# [WHAT YOU HAVE TO DO]
Put the stretch from the start of the rows through the line containing "Return the outline of every instance of the flower" into a numbered list, skipping blank lines and leaving out the pictures.

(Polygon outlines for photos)
────
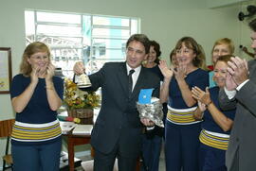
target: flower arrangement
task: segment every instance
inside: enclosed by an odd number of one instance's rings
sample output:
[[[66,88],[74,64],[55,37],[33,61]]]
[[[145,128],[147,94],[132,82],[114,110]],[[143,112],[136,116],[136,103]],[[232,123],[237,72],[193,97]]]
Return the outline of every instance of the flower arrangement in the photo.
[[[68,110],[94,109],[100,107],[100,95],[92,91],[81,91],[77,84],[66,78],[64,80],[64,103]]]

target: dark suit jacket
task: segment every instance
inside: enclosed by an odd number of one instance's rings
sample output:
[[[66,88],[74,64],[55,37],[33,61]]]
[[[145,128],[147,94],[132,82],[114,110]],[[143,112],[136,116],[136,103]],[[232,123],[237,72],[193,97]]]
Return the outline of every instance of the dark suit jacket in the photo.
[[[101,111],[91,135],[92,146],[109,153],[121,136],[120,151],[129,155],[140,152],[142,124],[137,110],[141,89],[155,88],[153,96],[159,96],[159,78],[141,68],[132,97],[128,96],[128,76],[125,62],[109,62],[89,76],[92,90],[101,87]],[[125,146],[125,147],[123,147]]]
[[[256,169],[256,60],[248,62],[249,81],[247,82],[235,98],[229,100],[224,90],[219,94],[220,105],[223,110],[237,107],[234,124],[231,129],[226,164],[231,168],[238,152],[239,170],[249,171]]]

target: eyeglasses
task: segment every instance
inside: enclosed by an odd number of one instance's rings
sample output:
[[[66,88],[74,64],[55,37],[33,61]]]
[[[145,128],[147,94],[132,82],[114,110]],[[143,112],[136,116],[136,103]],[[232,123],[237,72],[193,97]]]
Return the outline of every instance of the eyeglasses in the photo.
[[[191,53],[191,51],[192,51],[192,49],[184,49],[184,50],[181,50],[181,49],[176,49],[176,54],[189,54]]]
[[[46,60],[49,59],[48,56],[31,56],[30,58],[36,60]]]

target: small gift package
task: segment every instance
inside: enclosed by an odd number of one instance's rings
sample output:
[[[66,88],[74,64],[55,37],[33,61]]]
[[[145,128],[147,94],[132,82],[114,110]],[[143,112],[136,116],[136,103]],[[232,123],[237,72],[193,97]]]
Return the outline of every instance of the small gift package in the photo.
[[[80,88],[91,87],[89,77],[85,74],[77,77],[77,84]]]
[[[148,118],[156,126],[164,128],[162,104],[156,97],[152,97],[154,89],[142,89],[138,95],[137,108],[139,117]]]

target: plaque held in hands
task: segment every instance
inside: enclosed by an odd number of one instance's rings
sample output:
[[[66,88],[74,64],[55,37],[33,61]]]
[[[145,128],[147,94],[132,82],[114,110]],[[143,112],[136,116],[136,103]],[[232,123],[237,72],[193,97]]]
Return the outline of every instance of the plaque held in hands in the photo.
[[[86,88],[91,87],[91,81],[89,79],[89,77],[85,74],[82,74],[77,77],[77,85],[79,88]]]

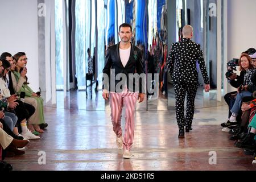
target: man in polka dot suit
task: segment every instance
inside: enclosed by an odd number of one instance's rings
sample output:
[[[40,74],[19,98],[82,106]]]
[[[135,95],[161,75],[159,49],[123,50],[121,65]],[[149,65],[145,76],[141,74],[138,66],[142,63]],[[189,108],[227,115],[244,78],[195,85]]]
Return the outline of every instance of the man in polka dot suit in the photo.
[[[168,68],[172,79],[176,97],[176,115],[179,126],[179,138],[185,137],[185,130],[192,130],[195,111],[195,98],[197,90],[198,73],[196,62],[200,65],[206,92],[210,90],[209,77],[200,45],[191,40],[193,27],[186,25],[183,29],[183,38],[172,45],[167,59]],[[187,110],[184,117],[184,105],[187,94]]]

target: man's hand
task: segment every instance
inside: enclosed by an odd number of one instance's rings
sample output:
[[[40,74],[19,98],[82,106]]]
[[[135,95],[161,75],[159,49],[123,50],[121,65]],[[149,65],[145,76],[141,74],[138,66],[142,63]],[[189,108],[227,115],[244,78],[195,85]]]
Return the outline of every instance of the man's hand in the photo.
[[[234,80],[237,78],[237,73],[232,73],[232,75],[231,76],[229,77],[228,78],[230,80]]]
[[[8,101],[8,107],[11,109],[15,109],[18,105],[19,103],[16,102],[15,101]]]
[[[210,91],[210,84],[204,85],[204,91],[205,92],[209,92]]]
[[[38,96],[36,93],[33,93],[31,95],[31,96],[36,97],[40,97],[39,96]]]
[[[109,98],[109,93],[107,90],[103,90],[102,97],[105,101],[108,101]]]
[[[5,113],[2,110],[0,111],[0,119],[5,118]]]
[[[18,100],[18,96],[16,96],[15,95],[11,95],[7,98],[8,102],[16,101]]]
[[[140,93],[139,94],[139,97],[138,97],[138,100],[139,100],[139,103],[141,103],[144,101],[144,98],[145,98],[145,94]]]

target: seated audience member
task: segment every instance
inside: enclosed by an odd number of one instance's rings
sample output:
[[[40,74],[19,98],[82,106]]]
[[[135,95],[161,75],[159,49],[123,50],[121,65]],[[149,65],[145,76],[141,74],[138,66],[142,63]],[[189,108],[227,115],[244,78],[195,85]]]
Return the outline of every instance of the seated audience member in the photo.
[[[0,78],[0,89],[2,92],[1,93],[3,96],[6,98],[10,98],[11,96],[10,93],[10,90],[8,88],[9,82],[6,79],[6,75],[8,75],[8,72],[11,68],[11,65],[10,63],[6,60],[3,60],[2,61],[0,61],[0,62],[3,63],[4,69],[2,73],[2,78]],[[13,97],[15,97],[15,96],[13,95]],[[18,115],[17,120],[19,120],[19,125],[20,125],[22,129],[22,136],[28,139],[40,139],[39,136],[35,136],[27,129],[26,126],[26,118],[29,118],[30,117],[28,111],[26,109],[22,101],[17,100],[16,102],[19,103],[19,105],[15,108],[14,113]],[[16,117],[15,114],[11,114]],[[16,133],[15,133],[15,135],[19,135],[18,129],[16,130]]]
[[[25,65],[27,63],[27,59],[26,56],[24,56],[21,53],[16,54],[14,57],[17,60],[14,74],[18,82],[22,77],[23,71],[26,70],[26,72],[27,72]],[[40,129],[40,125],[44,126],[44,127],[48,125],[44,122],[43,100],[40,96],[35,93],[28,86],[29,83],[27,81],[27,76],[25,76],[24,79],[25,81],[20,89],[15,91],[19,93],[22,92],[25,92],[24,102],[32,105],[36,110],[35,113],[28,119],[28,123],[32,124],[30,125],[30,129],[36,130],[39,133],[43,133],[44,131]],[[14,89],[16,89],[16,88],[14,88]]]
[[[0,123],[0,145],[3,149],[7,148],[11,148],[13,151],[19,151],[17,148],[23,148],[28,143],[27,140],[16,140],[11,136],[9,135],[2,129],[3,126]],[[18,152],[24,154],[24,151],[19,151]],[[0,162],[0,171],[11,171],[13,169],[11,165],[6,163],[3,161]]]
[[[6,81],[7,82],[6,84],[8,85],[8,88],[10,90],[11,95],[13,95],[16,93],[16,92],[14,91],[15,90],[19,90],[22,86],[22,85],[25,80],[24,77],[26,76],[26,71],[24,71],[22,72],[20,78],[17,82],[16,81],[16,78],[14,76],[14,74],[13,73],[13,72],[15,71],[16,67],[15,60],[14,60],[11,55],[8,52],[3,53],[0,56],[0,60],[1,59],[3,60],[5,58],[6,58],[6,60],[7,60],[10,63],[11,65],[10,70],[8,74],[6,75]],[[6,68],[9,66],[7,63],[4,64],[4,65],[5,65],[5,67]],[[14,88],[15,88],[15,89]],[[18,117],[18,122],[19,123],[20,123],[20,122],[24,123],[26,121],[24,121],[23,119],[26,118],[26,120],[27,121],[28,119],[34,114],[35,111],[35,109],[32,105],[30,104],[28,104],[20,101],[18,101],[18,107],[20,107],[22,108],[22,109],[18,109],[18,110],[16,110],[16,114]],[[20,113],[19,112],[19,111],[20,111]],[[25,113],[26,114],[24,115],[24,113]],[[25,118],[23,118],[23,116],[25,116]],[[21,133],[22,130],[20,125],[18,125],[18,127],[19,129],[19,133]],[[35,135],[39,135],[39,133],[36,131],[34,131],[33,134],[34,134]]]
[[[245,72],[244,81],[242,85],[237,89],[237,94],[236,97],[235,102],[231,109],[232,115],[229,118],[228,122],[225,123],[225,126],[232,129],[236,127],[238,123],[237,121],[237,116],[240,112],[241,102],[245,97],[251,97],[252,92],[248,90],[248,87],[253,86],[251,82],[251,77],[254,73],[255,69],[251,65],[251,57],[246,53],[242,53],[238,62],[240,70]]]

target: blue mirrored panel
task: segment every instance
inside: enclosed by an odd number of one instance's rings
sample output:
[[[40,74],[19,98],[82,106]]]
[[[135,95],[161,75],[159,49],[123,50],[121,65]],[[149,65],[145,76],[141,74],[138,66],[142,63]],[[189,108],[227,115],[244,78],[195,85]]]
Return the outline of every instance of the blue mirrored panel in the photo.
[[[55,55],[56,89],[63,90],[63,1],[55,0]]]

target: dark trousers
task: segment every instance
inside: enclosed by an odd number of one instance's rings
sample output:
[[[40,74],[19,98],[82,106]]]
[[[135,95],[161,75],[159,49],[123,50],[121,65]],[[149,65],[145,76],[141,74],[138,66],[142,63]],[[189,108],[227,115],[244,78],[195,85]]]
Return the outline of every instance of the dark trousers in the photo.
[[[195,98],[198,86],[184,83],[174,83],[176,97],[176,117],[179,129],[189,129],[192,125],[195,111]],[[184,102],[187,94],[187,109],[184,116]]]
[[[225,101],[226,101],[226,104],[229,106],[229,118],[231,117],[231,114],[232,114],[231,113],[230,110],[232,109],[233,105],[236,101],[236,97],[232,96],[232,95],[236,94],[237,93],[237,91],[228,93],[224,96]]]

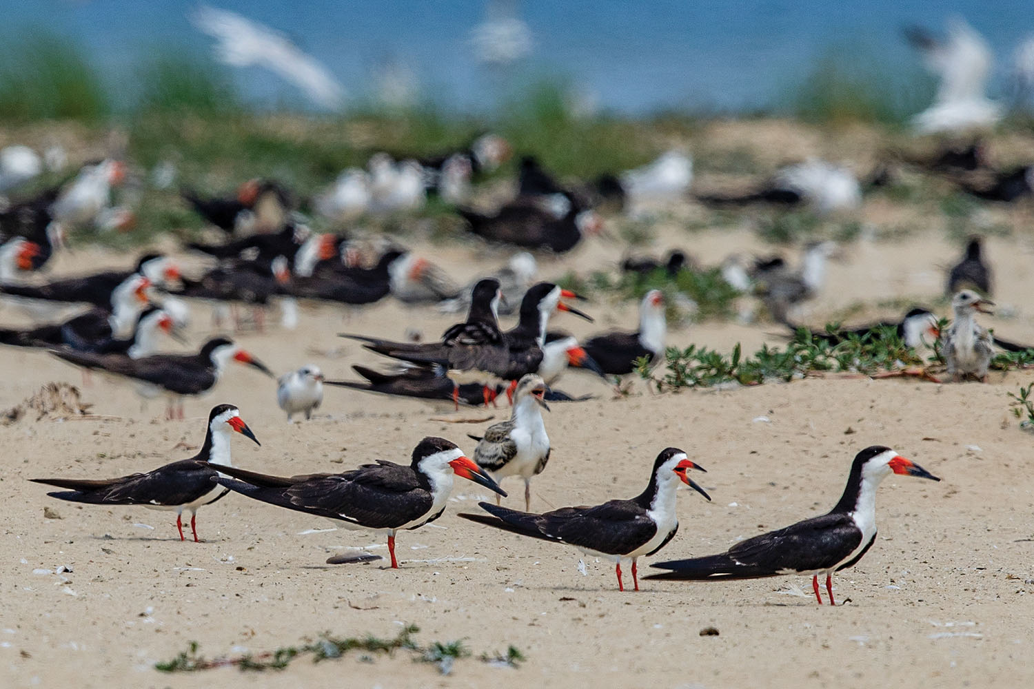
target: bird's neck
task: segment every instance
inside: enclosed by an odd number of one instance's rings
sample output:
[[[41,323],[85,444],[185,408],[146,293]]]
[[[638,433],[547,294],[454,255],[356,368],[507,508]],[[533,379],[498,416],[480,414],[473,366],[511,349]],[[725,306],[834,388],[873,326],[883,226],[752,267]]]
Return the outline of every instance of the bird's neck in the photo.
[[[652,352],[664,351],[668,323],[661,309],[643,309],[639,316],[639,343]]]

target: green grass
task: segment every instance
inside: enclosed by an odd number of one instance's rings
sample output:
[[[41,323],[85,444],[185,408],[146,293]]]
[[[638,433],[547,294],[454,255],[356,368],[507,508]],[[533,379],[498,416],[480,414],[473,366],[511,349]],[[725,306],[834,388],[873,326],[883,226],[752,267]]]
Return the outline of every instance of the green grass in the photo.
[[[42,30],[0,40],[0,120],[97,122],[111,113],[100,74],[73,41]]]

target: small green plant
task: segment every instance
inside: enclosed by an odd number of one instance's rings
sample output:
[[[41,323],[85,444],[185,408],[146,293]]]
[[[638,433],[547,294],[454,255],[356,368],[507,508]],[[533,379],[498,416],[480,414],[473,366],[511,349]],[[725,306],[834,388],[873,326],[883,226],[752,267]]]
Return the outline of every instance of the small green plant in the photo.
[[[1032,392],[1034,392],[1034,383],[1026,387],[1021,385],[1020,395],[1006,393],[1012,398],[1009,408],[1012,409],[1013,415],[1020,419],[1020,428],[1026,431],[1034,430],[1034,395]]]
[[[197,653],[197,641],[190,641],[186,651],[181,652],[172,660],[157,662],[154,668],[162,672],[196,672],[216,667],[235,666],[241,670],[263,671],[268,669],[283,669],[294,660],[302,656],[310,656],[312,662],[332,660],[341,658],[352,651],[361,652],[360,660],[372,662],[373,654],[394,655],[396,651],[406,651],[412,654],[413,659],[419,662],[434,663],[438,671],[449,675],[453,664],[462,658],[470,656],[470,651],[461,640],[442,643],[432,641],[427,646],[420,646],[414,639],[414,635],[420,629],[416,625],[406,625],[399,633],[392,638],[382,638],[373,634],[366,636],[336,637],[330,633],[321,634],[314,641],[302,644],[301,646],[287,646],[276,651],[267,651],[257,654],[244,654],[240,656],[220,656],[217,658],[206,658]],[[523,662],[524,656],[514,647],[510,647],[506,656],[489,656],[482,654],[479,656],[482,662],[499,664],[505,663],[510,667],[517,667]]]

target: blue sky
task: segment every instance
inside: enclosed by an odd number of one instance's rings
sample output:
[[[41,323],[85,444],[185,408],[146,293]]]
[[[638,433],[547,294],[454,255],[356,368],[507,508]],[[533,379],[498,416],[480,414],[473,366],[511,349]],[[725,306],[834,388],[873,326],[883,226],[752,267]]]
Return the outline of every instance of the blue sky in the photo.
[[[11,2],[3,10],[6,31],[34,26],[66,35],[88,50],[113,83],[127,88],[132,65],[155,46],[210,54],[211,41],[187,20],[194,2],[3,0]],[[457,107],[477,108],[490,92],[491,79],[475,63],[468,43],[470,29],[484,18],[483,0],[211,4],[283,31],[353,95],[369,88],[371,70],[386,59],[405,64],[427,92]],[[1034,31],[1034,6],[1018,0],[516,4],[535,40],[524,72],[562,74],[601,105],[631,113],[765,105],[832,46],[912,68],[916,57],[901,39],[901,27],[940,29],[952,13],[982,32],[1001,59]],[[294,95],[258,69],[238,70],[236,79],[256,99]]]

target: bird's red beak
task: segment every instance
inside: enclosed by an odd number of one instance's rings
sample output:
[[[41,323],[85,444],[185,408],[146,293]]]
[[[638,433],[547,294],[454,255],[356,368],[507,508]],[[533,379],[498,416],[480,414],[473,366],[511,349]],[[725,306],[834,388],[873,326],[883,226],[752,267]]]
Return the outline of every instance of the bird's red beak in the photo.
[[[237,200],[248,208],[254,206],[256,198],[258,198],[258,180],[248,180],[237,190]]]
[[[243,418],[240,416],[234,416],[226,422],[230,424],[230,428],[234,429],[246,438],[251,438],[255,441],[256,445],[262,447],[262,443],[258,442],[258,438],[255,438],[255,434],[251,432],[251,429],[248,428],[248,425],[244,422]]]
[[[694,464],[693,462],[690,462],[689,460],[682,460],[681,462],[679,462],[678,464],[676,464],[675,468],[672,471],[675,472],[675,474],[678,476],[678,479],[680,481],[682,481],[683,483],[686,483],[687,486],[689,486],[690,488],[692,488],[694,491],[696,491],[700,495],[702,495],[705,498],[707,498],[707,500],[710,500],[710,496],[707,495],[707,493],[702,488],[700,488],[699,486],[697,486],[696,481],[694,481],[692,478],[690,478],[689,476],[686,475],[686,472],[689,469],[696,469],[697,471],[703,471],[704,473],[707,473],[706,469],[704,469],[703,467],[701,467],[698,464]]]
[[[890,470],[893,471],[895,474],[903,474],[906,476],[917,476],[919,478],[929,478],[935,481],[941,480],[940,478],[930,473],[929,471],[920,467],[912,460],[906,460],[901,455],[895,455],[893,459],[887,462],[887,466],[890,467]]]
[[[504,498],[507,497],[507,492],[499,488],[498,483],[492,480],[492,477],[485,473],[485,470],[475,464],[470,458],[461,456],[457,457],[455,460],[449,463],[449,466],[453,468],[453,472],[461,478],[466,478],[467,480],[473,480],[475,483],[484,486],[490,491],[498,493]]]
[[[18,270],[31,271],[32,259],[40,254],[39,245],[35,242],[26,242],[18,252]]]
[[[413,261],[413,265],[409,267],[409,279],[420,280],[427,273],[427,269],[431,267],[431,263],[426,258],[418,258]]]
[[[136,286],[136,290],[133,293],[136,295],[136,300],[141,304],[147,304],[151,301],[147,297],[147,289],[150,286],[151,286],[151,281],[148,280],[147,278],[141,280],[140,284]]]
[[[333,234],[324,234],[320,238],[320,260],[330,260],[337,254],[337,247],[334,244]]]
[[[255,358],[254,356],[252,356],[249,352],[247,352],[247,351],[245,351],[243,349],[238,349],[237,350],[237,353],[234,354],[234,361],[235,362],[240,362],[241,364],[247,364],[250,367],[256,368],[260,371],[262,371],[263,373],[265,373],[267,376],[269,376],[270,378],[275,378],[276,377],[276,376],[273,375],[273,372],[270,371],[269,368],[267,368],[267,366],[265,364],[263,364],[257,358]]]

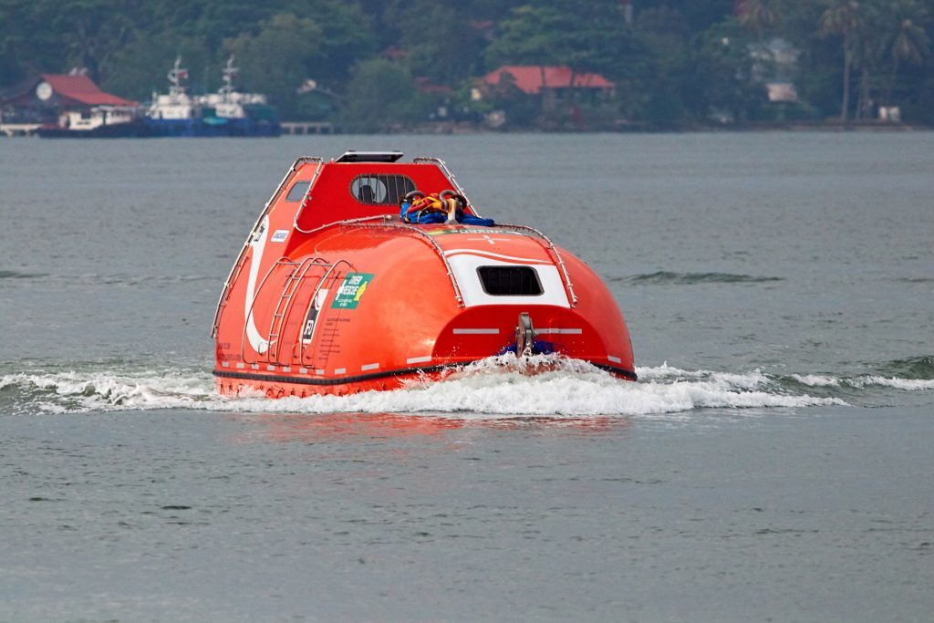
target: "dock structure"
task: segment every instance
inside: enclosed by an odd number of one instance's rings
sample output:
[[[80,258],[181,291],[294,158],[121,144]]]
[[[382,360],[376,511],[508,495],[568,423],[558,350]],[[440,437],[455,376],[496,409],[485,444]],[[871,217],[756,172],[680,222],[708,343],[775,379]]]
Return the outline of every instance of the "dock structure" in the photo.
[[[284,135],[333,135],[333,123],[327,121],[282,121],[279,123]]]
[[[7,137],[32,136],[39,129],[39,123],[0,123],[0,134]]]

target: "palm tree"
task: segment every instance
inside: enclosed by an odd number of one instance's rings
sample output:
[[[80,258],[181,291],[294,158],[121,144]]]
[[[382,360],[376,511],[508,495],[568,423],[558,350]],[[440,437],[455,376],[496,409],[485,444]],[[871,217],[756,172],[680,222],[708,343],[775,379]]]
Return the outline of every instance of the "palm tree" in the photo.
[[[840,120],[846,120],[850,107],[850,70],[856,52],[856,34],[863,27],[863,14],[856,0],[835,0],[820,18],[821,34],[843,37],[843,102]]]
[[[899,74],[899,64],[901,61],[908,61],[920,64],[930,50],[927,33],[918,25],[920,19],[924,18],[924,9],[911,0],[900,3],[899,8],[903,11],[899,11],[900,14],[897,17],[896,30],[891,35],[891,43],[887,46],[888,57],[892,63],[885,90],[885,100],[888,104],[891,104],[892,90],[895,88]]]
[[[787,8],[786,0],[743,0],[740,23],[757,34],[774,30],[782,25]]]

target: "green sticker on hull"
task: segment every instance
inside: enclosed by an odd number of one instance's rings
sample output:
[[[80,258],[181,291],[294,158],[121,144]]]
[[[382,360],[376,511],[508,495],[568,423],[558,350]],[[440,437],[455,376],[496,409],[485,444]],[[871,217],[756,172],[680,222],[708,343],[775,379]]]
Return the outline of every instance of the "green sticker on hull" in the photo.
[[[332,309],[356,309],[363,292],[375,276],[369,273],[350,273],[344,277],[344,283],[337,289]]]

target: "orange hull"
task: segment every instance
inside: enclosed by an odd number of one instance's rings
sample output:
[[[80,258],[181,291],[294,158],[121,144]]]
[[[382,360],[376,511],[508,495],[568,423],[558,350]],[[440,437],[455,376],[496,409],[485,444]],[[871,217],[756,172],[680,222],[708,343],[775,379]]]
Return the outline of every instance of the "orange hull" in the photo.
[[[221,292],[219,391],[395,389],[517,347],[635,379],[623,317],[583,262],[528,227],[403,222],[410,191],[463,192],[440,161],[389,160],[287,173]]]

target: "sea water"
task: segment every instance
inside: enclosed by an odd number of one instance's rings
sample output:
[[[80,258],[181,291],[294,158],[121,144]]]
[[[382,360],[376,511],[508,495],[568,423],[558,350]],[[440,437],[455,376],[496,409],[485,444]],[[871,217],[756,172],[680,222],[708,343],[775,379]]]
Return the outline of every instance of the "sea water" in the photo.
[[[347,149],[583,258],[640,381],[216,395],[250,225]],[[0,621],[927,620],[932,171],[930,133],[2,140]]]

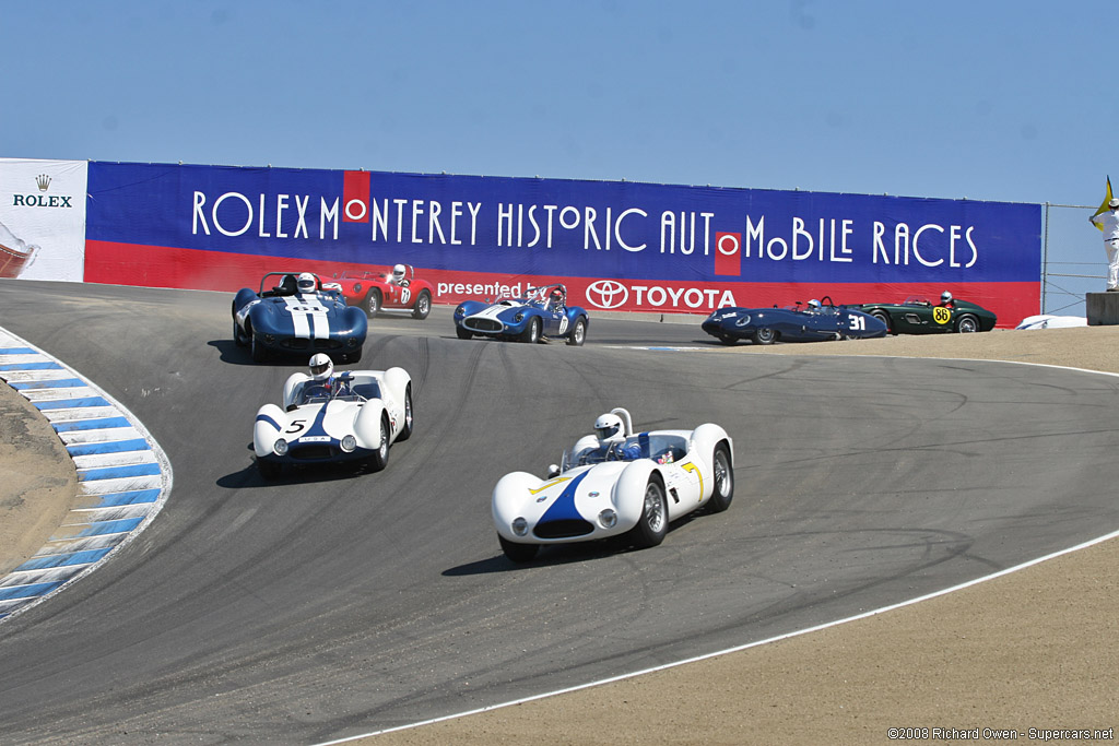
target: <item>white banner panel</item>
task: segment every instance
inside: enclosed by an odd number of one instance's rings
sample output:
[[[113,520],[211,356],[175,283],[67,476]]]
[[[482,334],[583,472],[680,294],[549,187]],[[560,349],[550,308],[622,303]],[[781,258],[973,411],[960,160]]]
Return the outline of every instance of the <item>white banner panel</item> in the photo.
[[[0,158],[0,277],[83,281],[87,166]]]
────
# [RESPONSE TO THE TASK]
1. target: flower arrangement
2. task: segment every instance
3. inside: enclosed by an odd number of one instance's rings
4. sample output:
5. [[[66,88],[74,64],[55,37],[33,61]]]
6. [[[145,128],[147,94],[132,82],[114,110]],[[143,112],[136,116],[136,103]],[[232,123],[237,72],[193,97]]]
7. Return the outline of every instance of the flower arrangement in the photo.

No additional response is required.